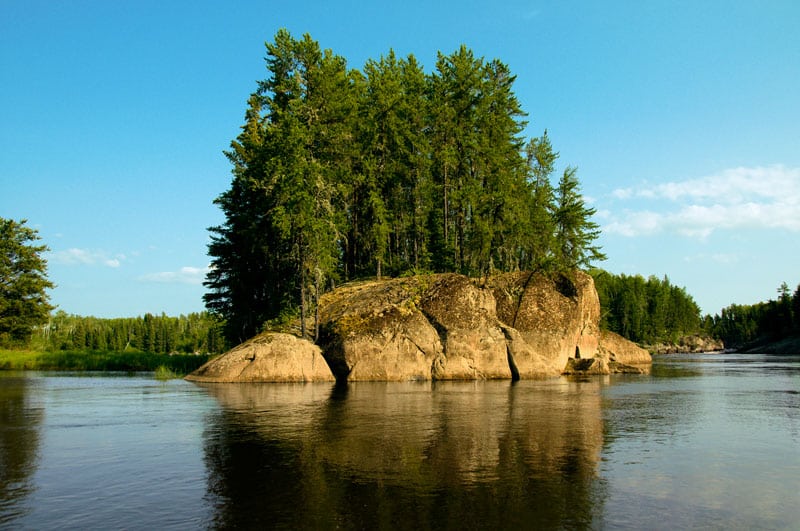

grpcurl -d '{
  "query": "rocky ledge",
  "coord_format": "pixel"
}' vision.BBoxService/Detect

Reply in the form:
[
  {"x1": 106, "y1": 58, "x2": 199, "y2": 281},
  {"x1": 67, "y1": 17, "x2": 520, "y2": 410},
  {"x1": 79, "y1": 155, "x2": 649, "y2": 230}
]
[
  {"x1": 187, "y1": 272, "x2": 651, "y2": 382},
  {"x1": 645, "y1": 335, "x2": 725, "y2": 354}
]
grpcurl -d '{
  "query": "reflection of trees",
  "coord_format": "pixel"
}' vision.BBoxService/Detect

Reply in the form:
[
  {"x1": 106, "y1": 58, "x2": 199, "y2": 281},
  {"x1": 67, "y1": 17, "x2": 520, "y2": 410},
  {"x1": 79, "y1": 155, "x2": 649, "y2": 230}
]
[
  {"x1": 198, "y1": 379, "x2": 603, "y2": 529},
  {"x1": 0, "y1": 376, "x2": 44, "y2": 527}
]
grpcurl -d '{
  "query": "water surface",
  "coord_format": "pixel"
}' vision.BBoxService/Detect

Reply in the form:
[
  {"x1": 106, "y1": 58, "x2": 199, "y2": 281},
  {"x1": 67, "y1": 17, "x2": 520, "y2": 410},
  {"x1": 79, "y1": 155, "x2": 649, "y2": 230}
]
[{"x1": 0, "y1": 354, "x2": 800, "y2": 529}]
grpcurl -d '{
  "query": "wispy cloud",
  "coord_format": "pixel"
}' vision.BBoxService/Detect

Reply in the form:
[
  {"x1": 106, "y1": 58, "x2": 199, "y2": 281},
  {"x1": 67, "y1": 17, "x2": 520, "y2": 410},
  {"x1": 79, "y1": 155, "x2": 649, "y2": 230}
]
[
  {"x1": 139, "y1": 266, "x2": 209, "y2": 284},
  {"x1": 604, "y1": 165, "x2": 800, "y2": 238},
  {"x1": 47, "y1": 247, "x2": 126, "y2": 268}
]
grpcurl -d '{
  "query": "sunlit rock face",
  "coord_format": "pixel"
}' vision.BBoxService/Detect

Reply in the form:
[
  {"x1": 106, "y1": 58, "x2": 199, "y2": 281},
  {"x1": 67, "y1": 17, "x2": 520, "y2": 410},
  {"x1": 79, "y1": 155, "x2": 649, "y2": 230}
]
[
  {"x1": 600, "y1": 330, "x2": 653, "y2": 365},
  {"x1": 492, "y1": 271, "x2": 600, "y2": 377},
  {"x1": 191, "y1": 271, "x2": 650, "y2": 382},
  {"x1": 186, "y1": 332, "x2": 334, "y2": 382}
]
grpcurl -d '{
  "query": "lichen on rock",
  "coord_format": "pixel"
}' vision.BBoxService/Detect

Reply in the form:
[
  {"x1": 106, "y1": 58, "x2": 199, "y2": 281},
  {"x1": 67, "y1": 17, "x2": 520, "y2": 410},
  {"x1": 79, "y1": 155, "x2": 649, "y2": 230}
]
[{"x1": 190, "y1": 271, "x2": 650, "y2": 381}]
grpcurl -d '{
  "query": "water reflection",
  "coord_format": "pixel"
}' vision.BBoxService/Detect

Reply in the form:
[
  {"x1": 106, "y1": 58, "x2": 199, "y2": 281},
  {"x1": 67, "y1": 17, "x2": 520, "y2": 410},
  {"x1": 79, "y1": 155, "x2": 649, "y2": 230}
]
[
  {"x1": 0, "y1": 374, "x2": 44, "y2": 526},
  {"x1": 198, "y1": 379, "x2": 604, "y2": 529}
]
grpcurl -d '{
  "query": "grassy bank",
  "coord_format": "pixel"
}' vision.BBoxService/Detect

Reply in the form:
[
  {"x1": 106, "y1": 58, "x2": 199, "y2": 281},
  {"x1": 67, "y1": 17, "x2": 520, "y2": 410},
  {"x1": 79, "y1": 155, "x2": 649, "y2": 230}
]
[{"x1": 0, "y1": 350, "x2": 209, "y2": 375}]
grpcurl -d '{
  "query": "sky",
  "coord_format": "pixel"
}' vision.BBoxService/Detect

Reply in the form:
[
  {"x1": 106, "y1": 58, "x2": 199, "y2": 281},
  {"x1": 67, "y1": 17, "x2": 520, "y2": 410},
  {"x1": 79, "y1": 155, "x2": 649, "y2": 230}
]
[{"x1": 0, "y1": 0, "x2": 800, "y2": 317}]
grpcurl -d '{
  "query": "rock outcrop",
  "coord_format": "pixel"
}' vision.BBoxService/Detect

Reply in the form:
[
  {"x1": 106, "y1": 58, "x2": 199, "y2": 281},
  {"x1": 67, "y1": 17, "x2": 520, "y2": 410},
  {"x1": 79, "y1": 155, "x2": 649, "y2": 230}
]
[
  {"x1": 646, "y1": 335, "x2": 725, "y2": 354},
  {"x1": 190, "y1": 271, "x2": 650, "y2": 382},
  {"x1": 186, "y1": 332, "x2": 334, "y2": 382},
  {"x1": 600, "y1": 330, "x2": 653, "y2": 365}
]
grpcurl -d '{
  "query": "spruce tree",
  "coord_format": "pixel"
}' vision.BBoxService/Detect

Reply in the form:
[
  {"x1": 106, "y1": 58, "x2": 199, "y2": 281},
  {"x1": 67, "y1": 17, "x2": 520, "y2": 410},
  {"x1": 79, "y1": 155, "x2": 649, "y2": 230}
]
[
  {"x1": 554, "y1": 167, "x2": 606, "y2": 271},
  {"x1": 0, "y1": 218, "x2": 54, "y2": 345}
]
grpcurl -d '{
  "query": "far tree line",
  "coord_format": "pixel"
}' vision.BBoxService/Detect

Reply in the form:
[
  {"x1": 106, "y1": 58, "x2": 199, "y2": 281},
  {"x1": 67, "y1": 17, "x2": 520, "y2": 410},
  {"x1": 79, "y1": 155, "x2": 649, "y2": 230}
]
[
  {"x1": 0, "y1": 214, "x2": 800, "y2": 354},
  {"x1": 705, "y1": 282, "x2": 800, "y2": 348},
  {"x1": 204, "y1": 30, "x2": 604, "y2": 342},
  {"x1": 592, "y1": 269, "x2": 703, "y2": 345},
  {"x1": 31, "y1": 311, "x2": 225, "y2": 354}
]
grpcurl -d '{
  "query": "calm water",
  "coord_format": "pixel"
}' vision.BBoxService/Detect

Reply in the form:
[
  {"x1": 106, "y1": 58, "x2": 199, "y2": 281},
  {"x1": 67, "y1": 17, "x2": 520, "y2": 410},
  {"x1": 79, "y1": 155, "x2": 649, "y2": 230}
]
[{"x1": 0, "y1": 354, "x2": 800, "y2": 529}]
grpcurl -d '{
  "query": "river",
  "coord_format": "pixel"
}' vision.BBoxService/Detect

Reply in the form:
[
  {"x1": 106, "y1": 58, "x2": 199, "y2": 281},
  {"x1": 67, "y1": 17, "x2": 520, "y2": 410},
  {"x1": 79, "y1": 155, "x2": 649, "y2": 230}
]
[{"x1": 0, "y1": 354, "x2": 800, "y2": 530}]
• • • • •
• [WHAT YOU SHOULD DO] Reproduce the data word for word, excluding its pictures.

• [FULL ANSWER]
grpcurl -d '{
  "query": "rocky ledge",
  "coord_format": "pixel"
}' vision.BBoxService/Detect

Reply in the form:
[
  {"x1": 106, "y1": 58, "x2": 199, "y2": 281},
  {"x1": 67, "y1": 17, "x2": 520, "y2": 410},
  {"x1": 79, "y1": 155, "x2": 649, "y2": 230}
]
[
  {"x1": 187, "y1": 272, "x2": 651, "y2": 382},
  {"x1": 645, "y1": 335, "x2": 725, "y2": 354}
]
grpcurl -d '{
  "query": "reflection of trees",
  "coord_format": "pixel"
}' vision.BBoxService/Detect

Reply in the form:
[
  {"x1": 106, "y1": 58, "x2": 199, "y2": 281},
  {"x1": 67, "y1": 17, "x2": 520, "y2": 410},
  {"x1": 79, "y1": 155, "x2": 649, "y2": 230}
]
[
  {"x1": 198, "y1": 379, "x2": 603, "y2": 529},
  {"x1": 0, "y1": 376, "x2": 44, "y2": 527}
]
grpcurl -d '{
  "query": "water surface",
  "coord_format": "pixel"
}' vision.BBoxService/Detect

Reply in the form:
[
  {"x1": 106, "y1": 58, "x2": 199, "y2": 281},
  {"x1": 67, "y1": 17, "x2": 520, "y2": 410},
  {"x1": 79, "y1": 155, "x2": 649, "y2": 230}
]
[{"x1": 0, "y1": 354, "x2": 800, "y2": 529}]
grpcurl -d '{
  "query": "wispy cloud",
  "coord_format": "pixel"
}' vision.BBoxService/Detect

Reply in the form:
[
  {"x1": 106, "y1": 58, "x2": 199, "y2": 281},
  {"x1": 67, "y1": 17, "x2": 520, "y2": 410},
  {"x1": 79, "y1": 155, "x2": 649, "y2": 230}
]
[
  {"x1": 139, "y1": 266, "x2": 209, "y2": 284},
  {"x1": 604, "y1": 165, "x2": 800, "y2": 238},
  {"x1": 47, "y1": 247, "x2": 126, "y2": 268}
]
grpcurl -d '{
  "query": "sunlit rock face",
  "coord_format": "pixel"
}' vision.BBoxService/Detect

Reply in the form:
[
  {"x1": 106, "y1": 58, "x2": 199, "y2": 281},
  {"x1": 67, "y1": 17, "x2": 520, "y2": 410},
  {"x1": 79, "y1": 155, "x2": 649, "y2": 230}
]
[
  {"x1": 600, "y1": 330, "x2": 653, "y2": 365},
  {"x1": 492, "y1": 271, "x2": 600, "y2": 377},
  {"x1": 191, "y1": 271, "x2": 650, "y2": 382},
  {"x1": 186, "y1": 332, "x2": 334, "y2": 382}
]
grpcurl -d '{
  "query": "lichen on rock",
  "coord_format": "pixel"
}' vision.BBoxService/Detect

Reply in the form:
[
  {"x1": 106, "y1": 58, "x2": 199, "y2": 281},
  {"x1": 67, "y1": 17, "x2": 520, "y2": 410},
  {"x1": 79, "y1": 155, "x2": 649, "y2": 230}
]
[{"x1": 190, "y1": 271, "x2": 650, "y2": 381}]
grpcurl -d '{
  "query": "water reflection",
  "coord_format": "pixel"
}' vision.BBoxService/Detect

Reply in the form:
[
  {"x1": 106, "y1": 58, "x2": 199, "y2": 281},
  {"x1": 67, "y1": 17, "x2": 520, "y2": 410},
  {"x1": 79, "y1": 155, "x2": 649, "y2": 230}
]
[
  {"x1": 0, "y1": 374, "x2": 44, "y2": 526},
  {"x1": 198, "y1": 379, "x2": 604, "y2": 529}
]
grpcurl -d '{
  "query": "grassy bank",
  "coord_format": "pixel"
}' vision.BBoxService/Detect

Reply in the form:
[
  {"x1": 106, "y1": 58, "x2": 199, "y2": 281},
  {"x1": 67, "y1": 17, "x2": 520, "y2": 410},
  {"x1": 79, "y1": 155, "x2": 649, "y2": 230}
]
[{"x1": 0, "y1": 350, "x2": 209, "y2": 375}]
grpcurl -d '{
  "query": "sky",
  "coord_format": "pixel"
}' vision.BBoxService/Detect

Reply in the form:
[
  {"x1": 106, "y1": 58, "x2": 199, "y2": 281},
  {"x1": 67, "y1": 17, "x2": 520, "y2": 410},
  {"x1": 79, "y1": 155, "x2": 649, "y2": 230}
]
[{"x1": 0, "y1": 0, "x2": 800, "y2": 317}]
grpcurl -d '{
  "query": "rock outcrop",
  "coord_format": "pixel"
}' vision.BBoxService/Detect

Reply in the form:
[
  {"x1": 106, "y1": 58, "x2": 199, "y2": 281},
  {"x1": 67, "y1": 17, "x2": 520, "y2": 410},
  {"x1": 79, "y1": 155, "x2": 649, "y2": 230}
]
[
  {"x1": 646, "y1": 335, "x2": 725, "y2": 354},
  {"x1": 190, "y1": 271, "x2": 650, "y2": 382},
  {"x1": 186, "y1": 332, "x2": 334, "y2": 382},
  {"x1": 600, "y1": 330, "x2": 653, "y2": 365}
]
grpcurl -d '{
  "query": "spruce tree",
  "coord_format": "pixel"
}' vision.BBoxService/Detect

Reply in the form:
[
  {"x1": 106, "y1": 58, "x2": 199, "y2": 281},
  {"x1": 67, "y1": 17, "x2": 520, "y2": 410},
  {"x1": 79, "y1": 155, "x2": 649, "y2": 230}
]
[
  {"x1": 554, "y1": 167, "x2": 606, "y2": 271},
  {"x1": 0, "y1": 218, "x2": 54, "y2": 345}
]
grpcurl -d '{
  "query": "far tree line",
  "coord_format": "pixel"
}' vision.BBoxService/Detect

Reply in the form:
[
  {"x1": 106, "y1": 58, "x2": 199, "y2": 281},
  {"x1": 67, "y1": 17, "x2": 520, "y2": 410},
  {"x1": 79, "y1": 155, "x2": 649, "y2": 230}
]
[
  {"x1": 0, "y1": 214, "x2": 800, "y2": 354},
  {"x1": 705, "y1": 282, "x2": 800, "y2": 348},
  {"x1": 204, "y1": 30, "x2": 604, "y2": 342},
  {"x1": 592, "y1": 269, "x2": 703, "y2": 345},
  {"x1": 31, "y1": 311, "x2": 225, "y2": 354}
]
grpcurl -d '{
  "query": "calm water",
  "coord_format": "pixel"
}' vision.BBoxService/Detect

Reply in the form:
[
  {"x1": 106, "y1": 58, "x2": 199, "y2": 281},
  {"x1": 67, "y1": 17, "x2": 520, "y2": 410},
  {"x1": 79, "y1": 155, "x2": 649, "y2": 230}
]
[{"x1": 0, "y1": 354, "x2": 800, "y2": 529}]
grpcurl -d '{
  "query": "river",
  "coord_format": "pixel"
}' vision.BBoxService/Detect

Reply in the form:
[
  {"x1": 106, "y1": 58, "x2": 199, "y2": 281},
  {"x1": 67, "y1": 17, "x2": 520, "y2": 410},
  {"x1": 79, "y1": 155, "x2": 649, "y2": 230}
]
[{"x1": 0, "y1": 354, "x2": 800, "y2": 530}]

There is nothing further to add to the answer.